- [Document segment]
* * * * * * * * *
Last December in one of the pieces that I really like, I noted that the risk corridor Rubio-con provisions would not kill PPACA. It would just shift the field towards well capitalized insurers that could wait a couple of years with massive funding gaps on the balance sheet.
That is good news in the long run for well capitalized insurers. It is bad news for everyone else.
Well capitalized insurers can wait years to get $100 million dollar payments while using other cash reserves to cover the degradation of the risk corridor account receivable on the balance sheet. However, waiting several years and using other reserves is not feasible for co-ops and other smaller start-ups and new entries to the insurance market….
In the long run, the insurers will be made whole, or at least the creditors of the insurers that folded will be made whole. In the short run, the insurance markets got significantly less competitive as a dozen insurers folded and several more pulled products because they could not float the federal government another couple of years.
Several lawsuits have been filed by insurers to get the Risk Corridor money. The Department of Justice has responded to the suits with a motion to dismiss as the claims are not ripe yet. Theoretically the Department of Health and Human Services (HHS) could collect enough money to make everyone whole by the end of next spring. On a practical basis that is not going to happen but on a theoretical basis it could happen (much like I could hit a Kershaw curve with anything other than my torso).
And now we get some new news. HHS has issued a letter stating the obvious. 2015 collections are insufficient to make whole 2014 obligations so there will be no new money for 2015 risk corridor claims. Furthermore, HHS knows that the lawsuits are out there and they could be willing to talk and settle.
As in any lawsuit, the Department of Justice is vigorously defending those claims on behalf of the United States. However, as in all cases where there is litigation risk, we are open to discussing resolution of those claims. We are willing to begin such discussions at any time.
Everyone knows that eventually CMS will need to have the federal Judgement Fund (a permanent appropriation) pay up for the Rubio-con. It is just a matter of timing. For very large insurers the offer to settle is merely a calculation. Is the settlement package that they could get in a few months bigger or smaller than the settlement package they could get in the summer of 2017 minus the cost of the wait and any additional legal fees? Depending on the terms of the settlement, it is a simple calculation.
* * * * * * * * *
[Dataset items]
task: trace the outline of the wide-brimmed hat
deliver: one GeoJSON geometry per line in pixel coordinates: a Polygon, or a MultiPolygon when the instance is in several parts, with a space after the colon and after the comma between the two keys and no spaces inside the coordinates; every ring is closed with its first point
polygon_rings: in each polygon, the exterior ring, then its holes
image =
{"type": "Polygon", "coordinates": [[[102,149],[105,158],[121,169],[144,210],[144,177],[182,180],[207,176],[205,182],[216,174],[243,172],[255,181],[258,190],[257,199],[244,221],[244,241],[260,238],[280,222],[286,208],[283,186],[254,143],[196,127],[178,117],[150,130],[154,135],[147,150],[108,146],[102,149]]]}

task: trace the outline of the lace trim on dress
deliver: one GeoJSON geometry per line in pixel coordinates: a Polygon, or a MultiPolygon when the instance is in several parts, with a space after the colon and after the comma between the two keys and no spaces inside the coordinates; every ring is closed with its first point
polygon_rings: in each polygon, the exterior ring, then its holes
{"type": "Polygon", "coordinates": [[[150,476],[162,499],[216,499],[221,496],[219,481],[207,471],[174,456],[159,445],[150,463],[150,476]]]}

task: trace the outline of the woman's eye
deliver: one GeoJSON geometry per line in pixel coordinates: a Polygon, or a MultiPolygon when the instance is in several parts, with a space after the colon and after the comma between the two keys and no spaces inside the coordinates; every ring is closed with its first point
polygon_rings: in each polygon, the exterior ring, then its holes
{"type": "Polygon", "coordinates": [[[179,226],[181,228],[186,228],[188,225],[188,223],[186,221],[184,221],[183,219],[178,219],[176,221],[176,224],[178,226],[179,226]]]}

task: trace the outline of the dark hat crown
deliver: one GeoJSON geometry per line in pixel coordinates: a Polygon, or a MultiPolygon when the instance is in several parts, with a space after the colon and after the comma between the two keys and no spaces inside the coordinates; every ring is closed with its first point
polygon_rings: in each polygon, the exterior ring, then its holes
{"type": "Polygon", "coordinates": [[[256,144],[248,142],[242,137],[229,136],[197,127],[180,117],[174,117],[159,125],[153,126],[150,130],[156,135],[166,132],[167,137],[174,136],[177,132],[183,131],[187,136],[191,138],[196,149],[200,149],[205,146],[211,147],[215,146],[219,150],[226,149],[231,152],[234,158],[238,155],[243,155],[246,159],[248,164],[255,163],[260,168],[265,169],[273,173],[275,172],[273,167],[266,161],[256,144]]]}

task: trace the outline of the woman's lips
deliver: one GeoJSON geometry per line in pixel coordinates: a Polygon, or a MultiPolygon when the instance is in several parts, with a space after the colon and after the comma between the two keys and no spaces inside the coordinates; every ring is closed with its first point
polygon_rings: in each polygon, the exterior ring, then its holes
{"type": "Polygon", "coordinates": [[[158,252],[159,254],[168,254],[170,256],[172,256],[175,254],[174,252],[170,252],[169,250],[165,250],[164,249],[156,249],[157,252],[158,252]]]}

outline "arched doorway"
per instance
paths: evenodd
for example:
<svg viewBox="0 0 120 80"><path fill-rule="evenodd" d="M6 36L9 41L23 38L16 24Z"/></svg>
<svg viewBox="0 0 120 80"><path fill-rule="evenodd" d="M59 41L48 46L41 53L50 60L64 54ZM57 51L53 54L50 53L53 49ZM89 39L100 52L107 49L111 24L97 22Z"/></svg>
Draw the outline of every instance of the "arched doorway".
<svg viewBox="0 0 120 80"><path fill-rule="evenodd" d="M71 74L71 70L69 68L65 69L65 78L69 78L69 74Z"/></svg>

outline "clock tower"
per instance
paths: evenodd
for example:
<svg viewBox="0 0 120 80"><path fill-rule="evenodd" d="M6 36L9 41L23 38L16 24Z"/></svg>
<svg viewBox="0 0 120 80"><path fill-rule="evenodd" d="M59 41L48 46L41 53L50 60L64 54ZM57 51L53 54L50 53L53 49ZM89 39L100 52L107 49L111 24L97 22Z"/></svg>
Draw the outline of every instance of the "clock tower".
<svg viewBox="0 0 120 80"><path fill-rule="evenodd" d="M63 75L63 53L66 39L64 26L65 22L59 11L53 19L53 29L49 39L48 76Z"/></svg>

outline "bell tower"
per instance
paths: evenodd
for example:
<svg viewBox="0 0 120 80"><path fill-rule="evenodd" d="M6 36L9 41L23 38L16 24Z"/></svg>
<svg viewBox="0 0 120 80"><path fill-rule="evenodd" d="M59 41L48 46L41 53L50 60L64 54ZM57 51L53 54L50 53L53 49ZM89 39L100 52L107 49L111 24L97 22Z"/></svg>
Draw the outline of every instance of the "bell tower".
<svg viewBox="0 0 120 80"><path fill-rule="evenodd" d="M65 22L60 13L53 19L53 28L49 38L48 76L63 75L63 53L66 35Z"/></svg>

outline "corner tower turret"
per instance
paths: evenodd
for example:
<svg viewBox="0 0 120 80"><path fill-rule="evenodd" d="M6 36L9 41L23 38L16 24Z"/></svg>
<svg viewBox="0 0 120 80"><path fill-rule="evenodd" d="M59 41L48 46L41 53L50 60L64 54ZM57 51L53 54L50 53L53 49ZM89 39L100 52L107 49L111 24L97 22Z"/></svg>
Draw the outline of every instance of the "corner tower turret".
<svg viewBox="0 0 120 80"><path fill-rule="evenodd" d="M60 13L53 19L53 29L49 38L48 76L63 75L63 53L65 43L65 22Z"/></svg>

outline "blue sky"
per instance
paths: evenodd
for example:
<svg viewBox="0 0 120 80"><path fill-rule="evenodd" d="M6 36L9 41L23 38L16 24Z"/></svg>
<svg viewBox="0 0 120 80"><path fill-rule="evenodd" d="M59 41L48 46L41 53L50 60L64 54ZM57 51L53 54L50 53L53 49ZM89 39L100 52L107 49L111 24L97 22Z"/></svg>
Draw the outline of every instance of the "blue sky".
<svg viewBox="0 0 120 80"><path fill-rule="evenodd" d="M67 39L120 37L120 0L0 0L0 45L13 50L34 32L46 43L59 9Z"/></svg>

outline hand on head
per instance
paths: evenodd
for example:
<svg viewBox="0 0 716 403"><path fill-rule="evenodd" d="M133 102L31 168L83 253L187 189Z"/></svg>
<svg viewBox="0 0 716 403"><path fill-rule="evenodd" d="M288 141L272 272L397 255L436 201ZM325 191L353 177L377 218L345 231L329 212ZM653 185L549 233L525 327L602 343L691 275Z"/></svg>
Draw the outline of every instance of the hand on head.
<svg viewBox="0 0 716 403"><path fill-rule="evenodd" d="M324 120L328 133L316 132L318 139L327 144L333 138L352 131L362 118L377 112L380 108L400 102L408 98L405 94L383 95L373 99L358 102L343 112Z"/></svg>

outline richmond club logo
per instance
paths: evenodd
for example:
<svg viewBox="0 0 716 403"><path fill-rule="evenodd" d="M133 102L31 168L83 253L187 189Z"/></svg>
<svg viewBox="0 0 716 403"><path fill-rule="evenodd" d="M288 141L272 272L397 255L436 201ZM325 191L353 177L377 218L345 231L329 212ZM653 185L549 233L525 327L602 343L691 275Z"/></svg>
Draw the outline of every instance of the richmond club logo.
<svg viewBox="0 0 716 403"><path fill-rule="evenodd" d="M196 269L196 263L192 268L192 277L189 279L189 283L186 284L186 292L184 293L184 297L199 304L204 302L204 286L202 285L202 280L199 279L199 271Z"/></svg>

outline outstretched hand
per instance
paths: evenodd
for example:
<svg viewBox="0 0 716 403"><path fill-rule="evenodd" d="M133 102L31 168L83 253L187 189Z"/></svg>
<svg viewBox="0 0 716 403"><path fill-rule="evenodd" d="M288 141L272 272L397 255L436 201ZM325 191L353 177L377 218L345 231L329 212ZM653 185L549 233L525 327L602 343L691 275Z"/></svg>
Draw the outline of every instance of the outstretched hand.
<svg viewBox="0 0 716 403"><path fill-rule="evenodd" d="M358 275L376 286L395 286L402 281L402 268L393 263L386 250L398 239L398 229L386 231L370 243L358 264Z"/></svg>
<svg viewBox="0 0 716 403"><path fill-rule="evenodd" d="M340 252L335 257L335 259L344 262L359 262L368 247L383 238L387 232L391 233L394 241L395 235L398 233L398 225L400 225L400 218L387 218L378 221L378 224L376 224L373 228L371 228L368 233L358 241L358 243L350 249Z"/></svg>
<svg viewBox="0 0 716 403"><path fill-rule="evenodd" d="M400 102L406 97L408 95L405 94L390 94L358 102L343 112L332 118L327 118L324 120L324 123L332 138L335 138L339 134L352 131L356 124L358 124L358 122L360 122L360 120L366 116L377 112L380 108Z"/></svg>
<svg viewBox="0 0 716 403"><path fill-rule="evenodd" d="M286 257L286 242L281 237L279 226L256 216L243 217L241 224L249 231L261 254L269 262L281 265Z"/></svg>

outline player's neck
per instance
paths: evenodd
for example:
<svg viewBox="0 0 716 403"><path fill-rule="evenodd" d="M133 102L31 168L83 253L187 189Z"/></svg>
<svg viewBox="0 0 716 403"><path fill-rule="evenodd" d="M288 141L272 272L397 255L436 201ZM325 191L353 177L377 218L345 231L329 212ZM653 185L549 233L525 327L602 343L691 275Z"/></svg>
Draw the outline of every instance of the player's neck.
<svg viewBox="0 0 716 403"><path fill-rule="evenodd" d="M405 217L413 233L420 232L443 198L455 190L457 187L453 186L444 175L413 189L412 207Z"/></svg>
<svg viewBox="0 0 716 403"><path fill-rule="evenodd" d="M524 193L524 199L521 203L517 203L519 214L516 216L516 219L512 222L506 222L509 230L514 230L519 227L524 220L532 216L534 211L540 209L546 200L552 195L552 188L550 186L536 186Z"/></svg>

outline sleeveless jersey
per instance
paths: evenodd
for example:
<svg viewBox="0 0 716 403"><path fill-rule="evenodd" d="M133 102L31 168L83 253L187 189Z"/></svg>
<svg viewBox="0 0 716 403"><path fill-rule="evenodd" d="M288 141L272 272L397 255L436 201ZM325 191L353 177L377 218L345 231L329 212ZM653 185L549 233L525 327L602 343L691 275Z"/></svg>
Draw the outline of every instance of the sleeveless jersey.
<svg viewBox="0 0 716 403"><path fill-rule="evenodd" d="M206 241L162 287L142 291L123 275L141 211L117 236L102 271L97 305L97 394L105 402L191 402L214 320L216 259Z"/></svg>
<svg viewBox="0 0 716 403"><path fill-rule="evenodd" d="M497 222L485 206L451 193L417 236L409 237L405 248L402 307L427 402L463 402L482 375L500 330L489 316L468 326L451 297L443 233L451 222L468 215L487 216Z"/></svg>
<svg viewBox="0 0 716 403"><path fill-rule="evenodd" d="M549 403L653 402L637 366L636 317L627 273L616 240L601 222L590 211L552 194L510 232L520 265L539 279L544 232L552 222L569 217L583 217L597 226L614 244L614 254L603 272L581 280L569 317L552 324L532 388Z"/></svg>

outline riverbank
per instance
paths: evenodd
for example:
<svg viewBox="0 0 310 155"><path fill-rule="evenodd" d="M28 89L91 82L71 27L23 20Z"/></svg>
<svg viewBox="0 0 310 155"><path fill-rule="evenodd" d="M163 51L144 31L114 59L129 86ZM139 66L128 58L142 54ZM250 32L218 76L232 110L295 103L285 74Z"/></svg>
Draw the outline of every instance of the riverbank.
* * * * * * * * *
- [List of tasks]
A: Answer these questions from the risk corridor post:
(i) How did the Department of Justice respond to the insurers' lawsuits?
(ii) According to the HHS letter, why will there be no new money for 2015 risk corridor claims?
(iii) What will CMS eventually need to pay for the Rubio-con?
B: Does each statement agree with the risk corridor post? Answer yes or no, and quote the deciding words.
(i) The Rubio-con provisions would kill PPACA.
(ii) A dozen insurers folded.
(iii) HHS will not discuss resolving the claims until the lawsuits are decided.
The records have no connection to the text.

- [The responses]
A:
(i) It filed a motion to dismiss because the claims are not ripe yet.
(ii) 2015 collections are insufficient to make 2014 obligations whole.
(iii) The federal Judgement Fund, a permanent appropriation.

B:
(i) No: "the risk corridor Rubio-con provisions would not kill PPACA"
(ii) Yes: "a dozen insurers folded"
(iii) No: "We are willing to begin such discussions at any time."